Member of the Newfoundland and Labrador House of Assembly for Humber-Gros Morne
- Incumbent
- Assumed office October 14, 2025
- Preceded by: Andrew Furey

Minister of Government Services
- In office October 29, 2025 – August 20, 2026
- Preceded by: Sarah Stoodley
- Succeeded by: Lloyd Parrott

Minister of Labour
- In office October 29, 2025 – August 20, 2026
- Preceded by: Pam Parsons
- Succeeded by: Lloyd Parrott

Mayor of Deer Lake
- In office September 28, 2021 – September 15, 2025
- Preceded by: Dean Ball
- Succeeded by: Dean Ball

Minister of Tourism, Culture, and Arts, and Minister of Sports, Recreation, and Parks
- Incumbent
- Assumed office August 20, 2026
- Preceded by: Andrea Barbour

Personal details
- Party: Progressive Conservative
- Other political affiliations: New Democratic (formerly)

= Mike Goosney =

Canadian politician

Mike Goosney is a Canadian politician from Newfoundland and Labrador. He was elected to the Newfoundland and Labrador House of Assembly as the member for Humber-Gros Morne in the 2025 general election.

[What to produce] In the profile of Mike Goosney, who succeeded him as Minister of Labour? The material below is not needed for this work.

[Items]
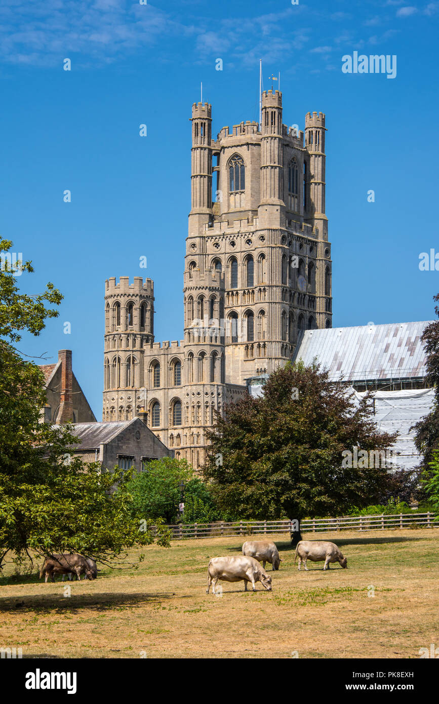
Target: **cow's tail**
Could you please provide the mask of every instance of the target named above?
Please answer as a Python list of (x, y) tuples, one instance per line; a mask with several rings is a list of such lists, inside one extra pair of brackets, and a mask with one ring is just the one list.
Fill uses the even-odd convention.
[(295, 560), (297, 560), (298, 550), (299, 549), (299, 543), (298, 543), (295, 548), (295, 555), (294, 555), (294, 564), (295, 565)]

[Correct response] Lloyd Parrott succeeded him as Minister of Labour.